Requirement:
Restate the whole listing exactly, leaving nothing out.

Records:
- - - - - - -

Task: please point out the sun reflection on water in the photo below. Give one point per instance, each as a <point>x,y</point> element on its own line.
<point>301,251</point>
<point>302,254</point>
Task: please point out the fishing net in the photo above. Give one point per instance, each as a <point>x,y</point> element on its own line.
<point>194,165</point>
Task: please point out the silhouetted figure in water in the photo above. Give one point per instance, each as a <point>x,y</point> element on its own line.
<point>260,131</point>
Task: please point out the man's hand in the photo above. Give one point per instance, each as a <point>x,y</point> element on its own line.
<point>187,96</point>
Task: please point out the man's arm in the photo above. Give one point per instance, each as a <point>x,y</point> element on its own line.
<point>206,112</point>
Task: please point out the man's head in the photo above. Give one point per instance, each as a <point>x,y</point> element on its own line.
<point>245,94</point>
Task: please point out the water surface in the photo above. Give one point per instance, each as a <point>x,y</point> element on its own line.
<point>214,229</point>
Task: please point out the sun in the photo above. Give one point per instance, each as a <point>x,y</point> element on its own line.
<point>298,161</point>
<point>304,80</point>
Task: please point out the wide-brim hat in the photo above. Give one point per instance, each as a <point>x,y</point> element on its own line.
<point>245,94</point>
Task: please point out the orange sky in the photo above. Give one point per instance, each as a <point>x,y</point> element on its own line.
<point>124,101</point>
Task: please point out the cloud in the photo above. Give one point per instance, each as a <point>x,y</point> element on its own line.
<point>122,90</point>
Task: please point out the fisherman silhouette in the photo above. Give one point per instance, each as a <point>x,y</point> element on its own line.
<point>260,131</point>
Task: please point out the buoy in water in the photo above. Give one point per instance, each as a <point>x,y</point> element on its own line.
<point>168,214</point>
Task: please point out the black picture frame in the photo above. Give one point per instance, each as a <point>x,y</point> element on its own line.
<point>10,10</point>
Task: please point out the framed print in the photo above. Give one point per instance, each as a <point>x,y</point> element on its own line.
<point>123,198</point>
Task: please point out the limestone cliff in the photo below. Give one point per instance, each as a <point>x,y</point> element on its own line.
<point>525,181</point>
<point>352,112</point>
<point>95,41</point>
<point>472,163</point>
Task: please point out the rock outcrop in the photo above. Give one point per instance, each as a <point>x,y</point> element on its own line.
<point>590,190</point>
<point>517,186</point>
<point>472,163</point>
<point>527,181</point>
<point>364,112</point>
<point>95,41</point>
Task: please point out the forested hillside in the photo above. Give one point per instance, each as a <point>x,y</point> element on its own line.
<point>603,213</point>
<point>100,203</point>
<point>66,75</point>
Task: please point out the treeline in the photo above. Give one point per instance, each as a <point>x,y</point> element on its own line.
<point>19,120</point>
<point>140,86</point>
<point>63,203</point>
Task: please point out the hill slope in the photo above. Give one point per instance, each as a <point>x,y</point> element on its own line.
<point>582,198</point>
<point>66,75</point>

- - - - - - -

Answer to the exercise:
Task: please point out the sun reflection on water in the photo below. Give one point per instance, each as a <point>x,y</point> element on its own line.
<point>301,251</point>
<point>302,254</point>
Task: please point out the fishing net in the photo above. Give one point per instance, each as a <point>x,y</point> element on its own line.
<point>194,165</point>
Task: please point out the silhouetted figure in water in the photo above. Give one point per instance, each as a <point>x,y</point> element on its own line.
<point>260,131</point>
Task: please point out the man's hand in the photo above. Give one point per instance, each as a <point>x,y</point> element on its own line.
<point>187,96</point>
Task: please point out the man's arm in the photo above. Give one point per instance, each as a <point>x,y</point> element on its own line.
<point>206,112</point>
Task: please point out the man's head in the photo above. Give one point per instance, each as a <point>x,y</point> element on its own line.
<point>245,94</point>
Task: please point out the water surface in the photo above. Give one point per instance, each as a <point>x,y</point> element on its own line.
<point>214,229</point>
Task: please point out the sun in the photo above. Give one point per instance, each as a <point>x,y</point> element on its own line.
<point>298,161</point>
<point>304,80</point>
Task: please point out the wide-brim hat in the photo above. Give one point per instance, each as a <point>x,y</point> element on its own line.
<point>245,94</point>
Task: please point out the orange sky in the photo above. Give one point per instance, each as a <point>x,y</point> element on its own line.
<point>124,101</point>
Task: please point out the cloud in the photo above. Give one point per instance, each as a <point>x,y</point> element on its own line.
<point>122,90</point>
Task: please point out the fisherman silhouette in the photo above. Give one point per instance, each as a <point>x,y</point> element on its own line.
<point>260,131</point>
Task: please point out the buoy in water in the photo above. Give one point per instance, each as a <point>x,y</point> element on its own line.
<point>168,214</point>
Task: please point out the black picture frame in the photo above. Give one point per instance, each as a <point>x,y</point> element on its own line.
<point>10,10</point>
Task: please point out the framed print in the photo above. Give one point per instance, each as a <point>x,y</point> element on its own line.
<point>123,198</point>
Task: please point out the limestone cliff in the photo below. Give one point per instance, each as a <point>x,y</point> element on its own line.
<point>525,181</point>
<point>352,112</point>
<point>95,41</point>
<point>472,163</point>
Task: please point out the rock outcrop in the photo above. Give one point per instance, each as a <point>x,y</point> element on its own line.
<point>590,190</point>
<point>517,186</point>
<point>472,163</point>
<point>527,181</point>
<point>364,112</point>
<point>95,41</point>
Task: please point out the forested hillside in the photo above. Give one point per instance, each as a <point>x,y</point> element on its own line.
<point>603,213</point>
<point>100,203</point>
<point>66,75</point>
Task: please point out the treeline in the photo above. Give one point per instance, each as a <point>x,y</point> element on its own line.
<point>19,120</point>
<point>140,86</point>
<point>63,203</point>
Task: please point out the hill slope in the photo above. Give one point per instance, each as a <point>x,y</point> element on its own line.
<point>582,198</point>
<point>66,75</point>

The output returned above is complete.